Exercise passage:
☆ ☆ ☆

Functional magnetic resonance imaging (fMRI) of the spinal cord (spinal fMRI) is an adaptation of the fMRI method that has been developed for use in the brain (1).  Although the basic principles underlying the methods are the same, spinal fMRI requires a number of specific adaptations to accommodate the periodic motion of the spinal cord, the small cross-sectional dimensions (roughly 8 mm x 15 mm at the largest region), the length (~45 cm in adult humans), and the fact that the magnetic field that is used for  MRI varies with position in the spinal cord because of magnetic susceptibility differences between bone and tissues.  Spinal fMRI has been used to produce maps of neuronal activity at most levels of the spinal cord in response to various stimuli, such as touch, vibration, and thermal changes, and with motor tasks.  Research applications of spinal fMRI to date include studies of normal sensory and motor function, and studies of the effects of trauma to the spinal cord (1-3) and multiple sclerosis (4).  Two different data acquisition methods have been applied, one based on the established BOLD (blood-oxygen-level dependent) fMRI methods used in the brain, and the other based on SEEP (signal enhancement by extravascular water protons) contrast with essentially proton-density weighted spin-echo imaging (see  MRI).  The majority of the studies published to date are based on the SEEP contrast method.  Methods demonstrated to overcome the challenges listed above include using a recording of the heart-beat to account for the related time course of spinal cord motion, acquiring image data with relatively high (~ 1-2 mm) spatial resolution to detect fine structural details, and acquiring images in thin contiguous sagittal slices to span a large extent of the spinal cord.  Methods based on BOLD contrast have employed parallel imaging techniques to accelerate data acquisition, and imaging slices transverse to the spinal cord, in order to reduce the effects of spatial magnetic field distortions (5).  Methods based on SEEP contrast have been developed specifically because they have low sensitivity to magnetic field distortions while maintaining sensitivity to changes in neuronal activity.

References
 Stroman PW. Magnetic resonance imaging of neuronal function in the spinal cord: spinal FMRI. Clin Med Res 2005;3(3):146-156.
 Stroman PW, Kornelsen J, Bergman A, Krause V, Ethans K, Malisza KL, Tomanek B. Noninvasive assessment of the injured human spinal cord by means of functional magnetic resonance imaging. Spinal Cord 2004;42(2):59-66.
 Kornelsen J, Stroman PW. fMRI of the lumbar spinal cord during a lower limb motor task. Magn Reson Med 2004;52(2):411-414.
 Agosta F, Valsasina P, Caputo D, Stroman PW, Filippi M. Tactile-associated recruitment of the cervical cord is altered in patients with multiple sclerosis. Neuroimage 2008;39(4):1542-1548.
 Maieron M, Iannetti GD, Bodurka J, Tracey I, Bandettini PA, Porro CA. Functional responses in the human spinal cord during willed motor actions: evidence for side- and rate-dependent activity. J Neurosci 2007;27(15):4182-4190.

☆ ☆ ☆

Requirement: In the passage on spinal fMRI, which contrast method underlies most of the studies published to date?

☆ ☆ ☆

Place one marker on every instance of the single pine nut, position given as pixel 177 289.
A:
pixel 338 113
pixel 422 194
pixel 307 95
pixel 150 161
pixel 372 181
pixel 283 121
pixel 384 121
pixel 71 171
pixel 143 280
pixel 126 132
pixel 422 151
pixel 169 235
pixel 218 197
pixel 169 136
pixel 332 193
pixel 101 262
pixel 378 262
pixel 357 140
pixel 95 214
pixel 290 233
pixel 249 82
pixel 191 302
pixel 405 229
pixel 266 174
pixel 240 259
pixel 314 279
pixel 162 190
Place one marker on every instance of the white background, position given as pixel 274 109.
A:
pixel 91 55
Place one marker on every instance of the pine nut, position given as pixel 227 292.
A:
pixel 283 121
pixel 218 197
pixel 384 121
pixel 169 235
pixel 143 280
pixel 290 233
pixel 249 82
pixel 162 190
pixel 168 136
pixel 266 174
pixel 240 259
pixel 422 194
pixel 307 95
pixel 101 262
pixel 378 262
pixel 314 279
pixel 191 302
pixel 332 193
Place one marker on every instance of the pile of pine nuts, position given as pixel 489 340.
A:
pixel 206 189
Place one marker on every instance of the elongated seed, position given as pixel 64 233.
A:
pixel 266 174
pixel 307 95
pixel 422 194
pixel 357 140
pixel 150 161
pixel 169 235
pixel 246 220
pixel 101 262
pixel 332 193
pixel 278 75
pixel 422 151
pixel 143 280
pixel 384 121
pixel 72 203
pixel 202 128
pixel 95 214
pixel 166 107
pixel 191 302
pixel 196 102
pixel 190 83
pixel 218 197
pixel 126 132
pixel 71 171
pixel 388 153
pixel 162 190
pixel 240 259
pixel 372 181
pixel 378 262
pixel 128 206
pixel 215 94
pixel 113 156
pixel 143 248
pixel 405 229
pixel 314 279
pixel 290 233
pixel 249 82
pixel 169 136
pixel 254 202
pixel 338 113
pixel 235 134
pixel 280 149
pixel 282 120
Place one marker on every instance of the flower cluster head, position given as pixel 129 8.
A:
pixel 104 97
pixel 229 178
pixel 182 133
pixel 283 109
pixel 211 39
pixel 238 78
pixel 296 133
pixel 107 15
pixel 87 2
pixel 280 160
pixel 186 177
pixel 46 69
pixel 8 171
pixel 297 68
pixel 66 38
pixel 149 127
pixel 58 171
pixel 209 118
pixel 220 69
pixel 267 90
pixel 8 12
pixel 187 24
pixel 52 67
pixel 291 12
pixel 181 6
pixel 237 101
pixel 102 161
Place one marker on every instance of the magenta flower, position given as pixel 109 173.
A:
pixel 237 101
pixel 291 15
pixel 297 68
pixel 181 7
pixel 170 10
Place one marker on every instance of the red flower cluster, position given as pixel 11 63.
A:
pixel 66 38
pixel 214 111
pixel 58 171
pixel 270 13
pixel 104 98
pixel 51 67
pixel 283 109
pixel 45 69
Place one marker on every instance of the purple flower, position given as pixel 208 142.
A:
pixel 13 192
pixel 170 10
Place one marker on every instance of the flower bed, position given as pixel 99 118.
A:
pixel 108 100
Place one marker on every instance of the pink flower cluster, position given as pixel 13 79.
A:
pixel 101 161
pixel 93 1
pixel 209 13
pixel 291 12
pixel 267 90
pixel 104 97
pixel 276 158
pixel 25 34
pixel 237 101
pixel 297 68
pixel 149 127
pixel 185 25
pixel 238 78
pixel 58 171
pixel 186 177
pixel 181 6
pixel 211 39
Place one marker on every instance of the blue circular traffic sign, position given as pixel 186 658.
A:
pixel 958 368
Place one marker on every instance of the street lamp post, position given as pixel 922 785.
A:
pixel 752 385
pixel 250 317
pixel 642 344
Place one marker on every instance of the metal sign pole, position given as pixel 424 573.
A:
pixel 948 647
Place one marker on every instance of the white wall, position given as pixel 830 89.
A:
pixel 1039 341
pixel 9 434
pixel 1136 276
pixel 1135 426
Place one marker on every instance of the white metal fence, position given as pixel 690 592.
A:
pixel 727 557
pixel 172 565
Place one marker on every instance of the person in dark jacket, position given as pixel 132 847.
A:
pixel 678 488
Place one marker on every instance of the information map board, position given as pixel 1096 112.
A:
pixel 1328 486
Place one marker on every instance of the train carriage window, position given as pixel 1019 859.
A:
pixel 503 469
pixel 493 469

☆ ☆ ☆

Result of this task: SEEP contrast (signal enhancement by extravascular water protons)